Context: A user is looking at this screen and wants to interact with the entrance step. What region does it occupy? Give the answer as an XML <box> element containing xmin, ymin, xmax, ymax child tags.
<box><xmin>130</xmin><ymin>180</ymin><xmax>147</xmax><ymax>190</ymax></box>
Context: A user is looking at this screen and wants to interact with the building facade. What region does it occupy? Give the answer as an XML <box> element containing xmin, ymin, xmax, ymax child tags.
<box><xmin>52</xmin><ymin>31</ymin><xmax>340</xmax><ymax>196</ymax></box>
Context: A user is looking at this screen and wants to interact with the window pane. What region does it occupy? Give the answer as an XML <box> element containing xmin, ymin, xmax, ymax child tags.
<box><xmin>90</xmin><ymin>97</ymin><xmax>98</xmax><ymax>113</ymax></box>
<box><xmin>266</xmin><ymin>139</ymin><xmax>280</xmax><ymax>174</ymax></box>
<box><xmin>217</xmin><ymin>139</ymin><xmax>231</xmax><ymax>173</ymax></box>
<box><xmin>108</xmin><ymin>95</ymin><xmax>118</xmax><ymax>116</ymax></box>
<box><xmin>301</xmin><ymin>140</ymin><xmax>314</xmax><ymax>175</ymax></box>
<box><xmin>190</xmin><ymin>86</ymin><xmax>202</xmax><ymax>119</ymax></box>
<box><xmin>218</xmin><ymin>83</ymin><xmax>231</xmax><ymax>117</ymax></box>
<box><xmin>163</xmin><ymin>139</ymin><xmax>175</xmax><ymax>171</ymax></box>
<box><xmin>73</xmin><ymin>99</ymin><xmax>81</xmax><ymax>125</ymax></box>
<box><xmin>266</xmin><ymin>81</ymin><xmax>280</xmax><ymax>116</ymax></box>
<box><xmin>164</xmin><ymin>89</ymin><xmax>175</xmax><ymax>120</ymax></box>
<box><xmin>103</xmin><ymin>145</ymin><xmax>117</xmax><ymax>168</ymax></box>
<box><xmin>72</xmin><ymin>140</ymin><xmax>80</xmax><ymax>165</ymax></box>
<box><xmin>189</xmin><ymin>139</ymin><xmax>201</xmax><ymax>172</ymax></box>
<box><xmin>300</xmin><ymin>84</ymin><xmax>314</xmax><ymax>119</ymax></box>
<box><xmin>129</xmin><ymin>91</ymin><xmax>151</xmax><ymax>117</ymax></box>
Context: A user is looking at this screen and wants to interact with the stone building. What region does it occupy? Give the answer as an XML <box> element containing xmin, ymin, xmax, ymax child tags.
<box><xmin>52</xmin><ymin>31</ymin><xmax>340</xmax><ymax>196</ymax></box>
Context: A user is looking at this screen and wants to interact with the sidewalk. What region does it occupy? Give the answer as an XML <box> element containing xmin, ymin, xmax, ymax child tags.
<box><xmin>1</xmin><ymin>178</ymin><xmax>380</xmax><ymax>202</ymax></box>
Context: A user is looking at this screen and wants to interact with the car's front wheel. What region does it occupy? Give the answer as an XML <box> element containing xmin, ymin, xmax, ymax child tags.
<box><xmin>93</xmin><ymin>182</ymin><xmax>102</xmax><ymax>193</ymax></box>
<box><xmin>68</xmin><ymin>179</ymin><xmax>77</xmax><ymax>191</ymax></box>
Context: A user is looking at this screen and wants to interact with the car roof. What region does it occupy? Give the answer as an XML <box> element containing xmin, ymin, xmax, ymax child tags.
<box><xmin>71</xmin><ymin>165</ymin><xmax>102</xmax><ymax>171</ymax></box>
....
To do — Word for word, give back all the lines above.

Result for this task —
Context: A user is looking at this screen and wants to interact with the entrance step. What region does it occupy? Give the answer as an XML <box> element containing xmin, ymin, xmax, ymax child tags.
<box><xmin>130</xmin><ymin>180</ymin><xmax>147</xmax><ymax>190</ymax></box>
Context: A user is looking at this screen and wants to interact with the building facade. What region does it occupy? Give the answer as an XML <box> element containing xmin, ymin, xmax, ymax child tags.
<box><xmin>52</xmin><ymin>31</ymin><xmax>340</xmax><ymax>196</ymax></box>
Context: A user is looking at this screen and wants to interact with the window pane. What region does it occupy? Give the answer as an XML <box> element containing xmin, ymin, xmax, ymax child tags.
<box><xmin>90</xmin><ymin>97</ymin><xmax>98</xmax><ymax>113</ymax></box>
<box><xmin>266</xmin><ymin>139</ymin><xmax>280</xmax><ymax>174</ymax></box>
<box><xmin>217</xmin><ymin>139</ymin><xmax>231</xmax><ymax>173</ymax></box>
<box><xmin>108</xmin><ymin>95</ymin><xmax>118</xmax><ymax>116</ymax></box>
<box><xmin>301</xmin><ymin>140</ymin><xmax>314</xmax><ymax>175</ymax></box>
<box><xmin>190</xmin><ymin>86</ymin><xmax>202</xmax><ymax>119</ymax></box>
<box><xmin>218</xmin><ymin>83</ymin><xmax>231</xmax><ymax>117</ymax></box>
<box><xmin>163</xmin><ymin>139</ymin><xmax>175</xmax><ymax>171</ymax></box>
<box><xmin>73</xmin><ymin>99</ymin><xmax>81</xmax><ymax>125</ymax></box>
<box><xmin>266</xmin><ymin>81</ymin><xmax>280</xmax><ymax>116</ymax></box>
<box><xmin>164</xmin><ymin>89</ymin><xmax>175</xmax><ymax>120</ymax></box>
<box><xmin>103</xmin><ymin>145</ymin><xmax>117</xmax><ymax>168</ymax></box>
<box><xmin>72</xmin><ymin>140</ymin><xmax>80</xmax><ymax>165</ymax></box>
<box><xmin>189</xmin><ymin>139</ymin><xmax>201</xmax><ymax>172</ymax></box>
<box><xmin>300</xmin><ymin>84</ymin><xmax>314</xmax><ymax>119</ymax></box>
<box><xmin>129</xmin><ymin>91</ymin><xmax>151</xmax><ymax>117</ymax></box>
Context: A user is looking at this screen and wants to interact with the stone building. What region does it occupy? Give the answer as an XML <box> element containing xmin, ymin, xmax, ymax child tags.
<box><xmin>52</xmin><ymin>31</ymin><xmax>340</xmax><ymax>196</ymax></box>
Context: A user is looking at this screen and wants to interact with the sidewalk. What region does it occupy? Give the answer as an XML <box> element containing xmin, ymin, xmax, ymax child tags.
<box><xmin>1</xmin><ymin>178</ymin><xmax>380</xmax><ymax>202</ymax></box>
Context: A user is looking at this screen and wants to interact with the car's front wheel. What region does it occupy? Give the answer as an XML <box> element containing xmin, ymin, xmax, ymax child tags.
<box><xmin>93</xmin><ymin>182</ymin><xmax>102</xmax><ymax>193</ymax></box>
<box><xmin>68</xmin><ymin>179</ymin><xmax>77</xmax><ymax>191</ymax></box>
Context: A user is looking at this screen and wants to interact with the car roof. What region does it occupy? Give the answer as an XML <box> element containing xmin, ymin, xmax, ymax child tags.
<box><xmin>71</xmin><ymin>165</ymin><xmax>102</xmax><ymax>171</ymax></box>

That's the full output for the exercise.